Start of GIVEN PASSAGE

In 1931, monitoring the Coal War in Harlan County, with Mary Heaton Vorse and Malcolm Cowley he was run out of Kentucky by nightriders.[5]

In 1932, Wilson pledged his support to the Communist Party USA's candidate for President, William Z. Foster, signing a manifesto in support of CPUSA policies; however, Wilson did not identify personally as a communist.[6] In his book To the Finland Station (1940), Wilson studied the course of European socialism, from the 1824 discovery by Jules Michelet of the ideas of Vico to the 1917 arrival of Vladimir Lenin at the Finland Station of Saint Petersburg to lead the Bolsheviks in the Russian Revolution.

In an essay on the work of horror writer H. P. Lovecraft, "Tales of the Marvellous and the Ridiculous" (New Yorker, November 1945; later collected in Classics and Commercials), Wilson condemned Lovecraft's tales as "hackwork".[7] Wilson is also well known for his heavy criticism of J. R. R. Tolkien's work The Lord of the Rings, which he referred to as "juvenile trash", saying "Dr. Tolkien has little skill at narrative and no instinct for literary form."[8] He had earlier dismissed the work of W. Somerset Maugham in vehement terms (without, as he later boasted, having troubled to read the novels generally regarded as Maugham's finest, Of Human Bondage, Cakes and Ale and The Razor's Edge).[9]

In 1964, Wilson was awarded The Edward MacDowell Medal by The MacDowell Colony for outstanding contributions to American culture. [10]

Wilson lobbied for the creation of a series of classic U.S. literature similar to France's Bibliothèque de la Pléiade. In 1982, ten years after his death, The Library of America series was launched.[11] Wilson's writing was included in the Library of America in two volumes published in 2007.[12]

Peers and relationships edit

Wilson's critical works helped foster public appreciation for several novelists: Ernest Hemingway, John Dos Passos, William Faulkner, F. Scott Fitzgerald, and Vladimir Nabokov. He was instrumental in establishing the modern evaluation of the works of Dickens and Kipling.[13] Wilson was a friend of the novelist and playwright Susan Glaspell as well as the philosopher Isaiah Berlin.[14]

He attended Princeton with Fitzgerald, a year-and-a-half his junior. In 1936 in the "Crack-Up" essays, Fitzgerald referred to Wilson as his "intellectual conscience ... [f]or twenty years".[15] After Fitzgerald's early death (at the age of 44) from a heart attack in December 1940, Wilson edited two books by Fitzgerald (The Last Tycoon and The Crack-Up) for posthumous publication, donating his editorial services to help Fitzgerald's family. Wilson was also a friend of Nabokov, with whom he corresponded extensively and whose writing he introduced to Western audiences. However, their friendship was marred by Wilson's cool reaction to Nabokov's Lolita and irretrievably damaged by Wilson's public criticism of what he considered Nabokov's eccentric translation of Pushkin's Eugene Onegin.

Wilson had multiple marriages and affairs.

  • His first wife was Mary Blair, who had been in Eugene O'Neill's theatrical company. Their daughter, Rosalind Baker Wilson, was born on September 19, 1923.

End of GIVEN PASSAGE
Start of EXTRACTED MATERIAL

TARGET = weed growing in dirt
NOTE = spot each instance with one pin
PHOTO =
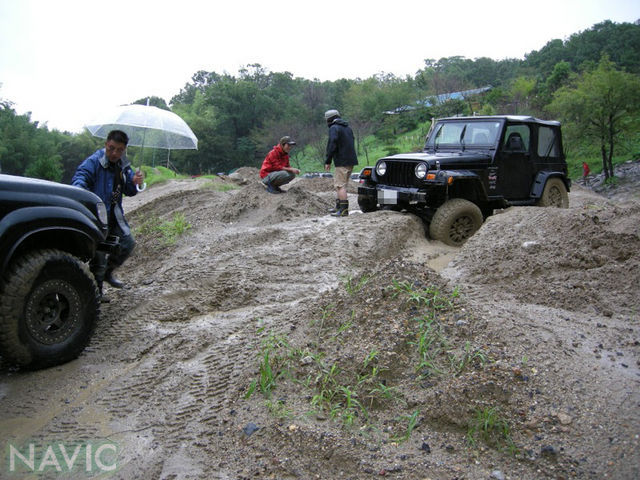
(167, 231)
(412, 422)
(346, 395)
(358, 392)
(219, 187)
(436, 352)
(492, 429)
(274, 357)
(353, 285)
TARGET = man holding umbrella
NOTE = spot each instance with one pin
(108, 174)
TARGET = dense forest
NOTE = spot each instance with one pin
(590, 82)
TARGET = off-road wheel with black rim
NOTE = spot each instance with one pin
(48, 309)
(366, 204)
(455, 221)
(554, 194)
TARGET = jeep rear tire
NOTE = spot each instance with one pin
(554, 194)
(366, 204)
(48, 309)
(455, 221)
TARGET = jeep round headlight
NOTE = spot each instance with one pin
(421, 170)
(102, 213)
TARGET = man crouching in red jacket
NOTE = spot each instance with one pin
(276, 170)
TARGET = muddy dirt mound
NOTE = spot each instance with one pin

End of EXTRACTED MATERIAL
Start of EXTRACTED MATERIAL

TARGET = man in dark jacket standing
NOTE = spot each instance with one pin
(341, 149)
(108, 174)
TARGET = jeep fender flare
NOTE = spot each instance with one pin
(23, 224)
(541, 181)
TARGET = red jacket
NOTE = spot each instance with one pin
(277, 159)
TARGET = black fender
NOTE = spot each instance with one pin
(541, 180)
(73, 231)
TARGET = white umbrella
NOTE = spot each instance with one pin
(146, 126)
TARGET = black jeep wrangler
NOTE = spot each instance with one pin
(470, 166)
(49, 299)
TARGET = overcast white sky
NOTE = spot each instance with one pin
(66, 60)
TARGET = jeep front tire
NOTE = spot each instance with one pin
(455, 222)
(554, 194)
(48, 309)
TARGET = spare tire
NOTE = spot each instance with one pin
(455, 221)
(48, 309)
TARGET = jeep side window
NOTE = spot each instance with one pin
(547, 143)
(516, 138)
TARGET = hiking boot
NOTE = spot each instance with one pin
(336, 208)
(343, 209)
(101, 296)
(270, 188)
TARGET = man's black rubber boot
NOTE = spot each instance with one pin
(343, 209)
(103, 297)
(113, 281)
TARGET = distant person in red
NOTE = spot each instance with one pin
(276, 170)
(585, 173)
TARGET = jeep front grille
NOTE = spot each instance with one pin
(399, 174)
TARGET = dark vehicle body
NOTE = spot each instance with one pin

End of EXTRACTED MATERIAL

- [WHAT THE TASK ASKS]
Write the next portion of the passage on Wilson's career and relationships, picking up after its final sentence. This listing was drawn from a separate source and bears no relation to the passage on Wilson.

- [ANSWER TO THIS PROBLEM]
  • His second wife was Margaret Canby. After her death in a freak accident two years after their marriage, Wilson wrote a long eulogy to her and said later that he felt guilt over having neglected her. Wilson, despondent over Canby's death, moved to a rundown townhouse at 314 East 53rd Street in Manhattan for several years.[16][17]
  • From 1938 to 1946, he was married to Mary McCarthy, who like Wilson was well known as a literary critic. She enormously admired Wilson's breadth and depth of intellect, and they collaborated on numerous works. In an article in The New Yorker, Louis Menand wrote, "The marriage to McCarthy was a mistake that neither side wanted to be first to admit. When they fought, he would retreat into his study and lock the door; she would set piles of paper on fire and try to push them under it."[18] This marriage resulted in the birth of their son, Reuel Wilson (born December 25, 1938).[19]
  • His fourth wife was Elena Mumm Thornton.[19] Their daughter, Helen Miranda Wilson, was born February 19, 1948.

He wrote many letters to Anaïs Nin, criticizing her for her surrealistic style, because it was opposed to the realism that was then deemed correct writing, and he ended by asking for her hand — "I would love to be married to you, and I would teach you to write" — which she took as an insult.[20] Except for a brief falling-out following the publication of I Thought of Daisy, in which Wilson portrayed Edna St Vincent Millay as Rita Cavanaugh, Wilson and Millay remained friends throughout life. He later married Elena Mumm Thornton (previously married to James Worth Thornton), but continued to have extramarital relationships.

Cold War edit

Wilson was also an outspoken critic of US Cold War policies. He refused to pay his federal income tax from 1946 to 1955 and was later investigated by the Internal Revenue Service. After a settlement, Wilson received a $25,000 fine, rather than the original $69,000 sought by the IRS. He received no jail time. In his book The Cold War and the Income Tax: A Protest (1963), Wilson argued that as a result of competitive militarization against the Soviet Union, the civil liberties of Americans were being paradoxically infringed under the guise of defense from Communism. For those reasons, Wilson also opposed involvement in the Vietnam War.

Selected by John F. Kennedy to receive the Presidential Medal of Freedom, Wilson, in absentia, was officially awarded the medal on December 6, 1963, by President Lyndon Johnson. However, Wilson's view of Johnson was decidedly negative. Historian Eric F. Goldman writes in his memoir The Tragedy of Lyndon Johnson[21] that when Goldman, on behalf of Johnson, invited Wilson to read from his writings at a White House Festival of the Arts in 1965, "Wilson declined with a brusqueness that I never experienced before or after in the case of an invitation in the name of the President and First Lady."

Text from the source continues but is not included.